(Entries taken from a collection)
-- BEGIN --

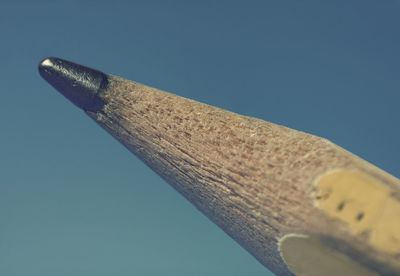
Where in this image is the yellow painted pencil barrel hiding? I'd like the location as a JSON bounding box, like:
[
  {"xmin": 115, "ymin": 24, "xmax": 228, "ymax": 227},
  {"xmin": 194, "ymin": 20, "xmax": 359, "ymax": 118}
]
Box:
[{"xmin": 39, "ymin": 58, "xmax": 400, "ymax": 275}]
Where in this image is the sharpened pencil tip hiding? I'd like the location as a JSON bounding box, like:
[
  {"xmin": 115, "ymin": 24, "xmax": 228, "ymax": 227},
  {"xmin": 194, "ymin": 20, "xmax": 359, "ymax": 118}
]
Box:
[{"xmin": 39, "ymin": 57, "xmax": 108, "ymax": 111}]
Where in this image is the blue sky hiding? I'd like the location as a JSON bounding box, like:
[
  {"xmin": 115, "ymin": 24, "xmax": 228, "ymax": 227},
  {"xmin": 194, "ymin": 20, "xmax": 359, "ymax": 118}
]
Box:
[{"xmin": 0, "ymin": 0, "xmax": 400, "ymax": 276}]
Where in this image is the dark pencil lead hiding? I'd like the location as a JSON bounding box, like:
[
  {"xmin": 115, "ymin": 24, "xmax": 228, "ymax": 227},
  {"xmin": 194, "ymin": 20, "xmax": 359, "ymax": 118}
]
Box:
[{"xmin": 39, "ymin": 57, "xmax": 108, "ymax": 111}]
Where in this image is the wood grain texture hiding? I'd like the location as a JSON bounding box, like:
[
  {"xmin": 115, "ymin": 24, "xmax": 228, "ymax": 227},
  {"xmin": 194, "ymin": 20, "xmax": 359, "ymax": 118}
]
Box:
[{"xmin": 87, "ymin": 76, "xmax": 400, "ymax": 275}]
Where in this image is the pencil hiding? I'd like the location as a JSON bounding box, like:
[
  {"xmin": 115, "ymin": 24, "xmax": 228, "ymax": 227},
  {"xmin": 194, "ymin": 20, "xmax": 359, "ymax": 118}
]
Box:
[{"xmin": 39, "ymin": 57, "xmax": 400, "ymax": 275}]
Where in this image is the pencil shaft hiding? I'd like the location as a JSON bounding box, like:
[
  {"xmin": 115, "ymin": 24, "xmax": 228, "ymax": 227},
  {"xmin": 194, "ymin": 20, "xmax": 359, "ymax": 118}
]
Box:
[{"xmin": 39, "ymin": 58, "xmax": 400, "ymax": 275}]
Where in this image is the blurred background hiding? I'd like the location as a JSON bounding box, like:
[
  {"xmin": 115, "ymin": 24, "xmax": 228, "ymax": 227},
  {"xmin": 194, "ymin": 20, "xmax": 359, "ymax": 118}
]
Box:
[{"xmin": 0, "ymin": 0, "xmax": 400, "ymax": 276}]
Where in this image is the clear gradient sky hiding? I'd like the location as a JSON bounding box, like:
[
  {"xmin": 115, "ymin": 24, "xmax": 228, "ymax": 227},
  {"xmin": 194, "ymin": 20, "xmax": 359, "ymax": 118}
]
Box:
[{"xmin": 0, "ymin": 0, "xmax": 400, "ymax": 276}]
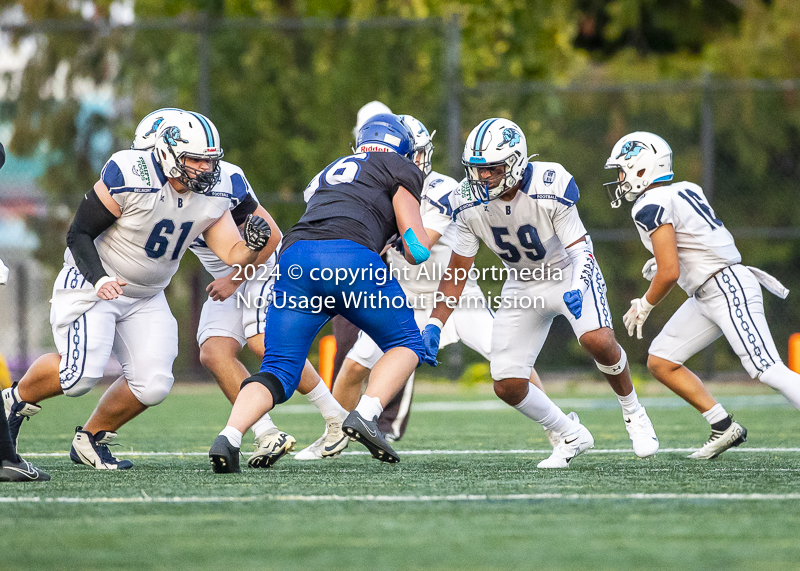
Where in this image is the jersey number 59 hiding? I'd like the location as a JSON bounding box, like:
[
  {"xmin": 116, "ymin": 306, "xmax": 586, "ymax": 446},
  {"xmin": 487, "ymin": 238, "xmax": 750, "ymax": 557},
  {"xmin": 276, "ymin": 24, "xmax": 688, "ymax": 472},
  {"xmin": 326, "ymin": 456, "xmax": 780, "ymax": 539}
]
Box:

-- END --

# Prompt
Reproduce the material above exactly, but only from the line with "Where in this image is the pencil shaft" through its last line, leaving pictures out.

# Written answer
Where in this image is the pencil shaft hiding? I'd like the location as a JSON bounding box, like:
[
  {"xmin": 115, "ymin": 24, "xmax": 228, "ymax": 227},
  {"xmin": 194, "ymin": 20, "xmax": 359, "ymax": 118}
]
Box:
[{"xmin": 39, "ymin": 58, "xmax": 400, "ymax": 275}]
Where in this image is the blurred background hiding? I'd like the location as a JSON bounding box, like:
[
  {"xmin": 115, "ymin": 24, "xmax": 228, "ymax": 227},
  {"xmin": 194, "ymin": 20, "xmax": 359, "ymax": 118}
]
Box:
[{"xmin": 0, "ymin": 0, "xmax": 400, "ymax": 276}]
Where in this image is the clear gradient sky hiding? I'd like the location as a JSON bounding box, like:
[
  {"xmin": 115, "ymin": 24, "xmax": 228, "ymax": 227},
  {"xmin": 194, "ymin": 20, "xmax": 359, "ymax": 118}
]
Box:
[{"xmin": 0, "ymin": 0, "xmax": 400, "ymax": 276}]
Where in this image is the jersey number 59 hiding? I'd like the location as a JSON bounding box, like:
[
  {"xmin": 116, "ymin": 306, "xmax": 586, "ymax": 446},
  {"xmin": 487, "ymin": 238, "xmax": 750, "ymax": 557},
  {"xmin": 276, "ymin": 24, "xmax": 688, "ymax": 472},
  {"xmin": 326, "ymin": 456, "xmax": 780, "ymax": 539}
]
Box:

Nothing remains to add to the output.